-- BEGIN Records provided --

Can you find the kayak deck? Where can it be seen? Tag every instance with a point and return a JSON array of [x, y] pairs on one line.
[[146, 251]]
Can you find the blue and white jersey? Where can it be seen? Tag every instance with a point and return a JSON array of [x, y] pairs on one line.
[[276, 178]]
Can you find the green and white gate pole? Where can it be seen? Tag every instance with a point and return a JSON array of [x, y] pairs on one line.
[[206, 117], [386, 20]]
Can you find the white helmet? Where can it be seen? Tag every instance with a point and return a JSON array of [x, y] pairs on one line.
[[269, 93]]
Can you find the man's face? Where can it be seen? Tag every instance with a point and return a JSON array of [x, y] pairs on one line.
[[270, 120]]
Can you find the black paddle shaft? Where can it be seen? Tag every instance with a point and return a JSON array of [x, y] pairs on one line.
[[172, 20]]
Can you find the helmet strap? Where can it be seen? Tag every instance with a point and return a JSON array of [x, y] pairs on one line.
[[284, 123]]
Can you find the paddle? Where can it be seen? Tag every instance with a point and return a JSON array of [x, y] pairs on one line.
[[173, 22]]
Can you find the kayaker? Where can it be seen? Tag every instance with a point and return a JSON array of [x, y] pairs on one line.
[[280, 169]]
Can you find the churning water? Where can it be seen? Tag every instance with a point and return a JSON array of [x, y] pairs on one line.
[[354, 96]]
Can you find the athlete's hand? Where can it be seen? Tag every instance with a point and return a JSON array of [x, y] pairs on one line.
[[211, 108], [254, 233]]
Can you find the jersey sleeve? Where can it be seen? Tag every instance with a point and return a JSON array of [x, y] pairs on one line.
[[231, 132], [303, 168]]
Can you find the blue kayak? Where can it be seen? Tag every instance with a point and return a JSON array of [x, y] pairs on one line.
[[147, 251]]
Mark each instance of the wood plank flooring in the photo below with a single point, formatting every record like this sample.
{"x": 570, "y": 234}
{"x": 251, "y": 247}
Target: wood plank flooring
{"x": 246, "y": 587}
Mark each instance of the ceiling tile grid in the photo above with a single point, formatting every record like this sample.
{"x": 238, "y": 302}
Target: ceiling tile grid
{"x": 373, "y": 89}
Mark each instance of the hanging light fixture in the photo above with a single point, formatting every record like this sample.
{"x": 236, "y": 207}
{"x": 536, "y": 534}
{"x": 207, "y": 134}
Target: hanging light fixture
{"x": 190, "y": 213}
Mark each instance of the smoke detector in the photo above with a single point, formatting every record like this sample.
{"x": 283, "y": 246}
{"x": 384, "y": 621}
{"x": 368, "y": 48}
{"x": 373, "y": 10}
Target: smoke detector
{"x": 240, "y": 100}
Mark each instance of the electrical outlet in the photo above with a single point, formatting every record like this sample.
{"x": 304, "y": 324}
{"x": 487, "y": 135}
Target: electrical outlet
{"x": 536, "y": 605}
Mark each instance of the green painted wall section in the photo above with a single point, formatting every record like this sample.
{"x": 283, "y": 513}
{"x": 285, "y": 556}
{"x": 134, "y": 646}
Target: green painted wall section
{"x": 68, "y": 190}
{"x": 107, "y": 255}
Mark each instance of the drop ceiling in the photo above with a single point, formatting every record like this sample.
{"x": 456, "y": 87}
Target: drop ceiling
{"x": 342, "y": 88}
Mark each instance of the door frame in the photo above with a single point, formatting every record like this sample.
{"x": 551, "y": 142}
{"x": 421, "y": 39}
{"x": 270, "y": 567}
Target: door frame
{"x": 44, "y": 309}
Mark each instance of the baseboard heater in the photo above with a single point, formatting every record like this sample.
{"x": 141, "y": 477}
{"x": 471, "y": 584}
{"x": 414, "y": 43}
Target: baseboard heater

-- END Records provided --

| What is being asked |
Scale the part of the records that opens with the line containing "Can you find the man's" and closes with the line containing "[[211, 108], [254, 233]]". Write out every line in that part, requests included, with each point coordinate in the answers multiplied by 1.95 and rounded to a whole number (halves round up), and give nothing beyond those lines.

| Output for this task |
Can you find the man's face? Where can it be seen? Tag every instance with a point and return a JSON array of [x, y] pairs on one line.
[[527, 234]]
Can you find the black paddle shaft? Where can it be seen? Tag every instance with a point and return a JSON array of [x, y] pairs on one line.
[[335, 39]]
Can you find the helmet strap? Where can it be seen? Tag every instance with a point and return a JSON array of [x, y] pairs on one line.
[[554, 240]]
Can you find the paddle? Where can it be seen? Tag every instance with a point and return a JSON array of [x, y] pairs on one line.
[[337, 43]]
Can you find the kayaker? Where can it be seen? Tag every instance with a point and return a JSON array of [x, y] pairs on one line.
[[546, 330]]
Can you find the churning water? Where can it be seen? Tag every instance with a point and return a JSON array of [x, y] pairs on one line.
[[690, 187]]
Can you find the athlete's hand? Where can it be seen? Tag every instance with a point and return a JSON array of [x, y] pairs on one line.
[[411, 211], [495, 454]]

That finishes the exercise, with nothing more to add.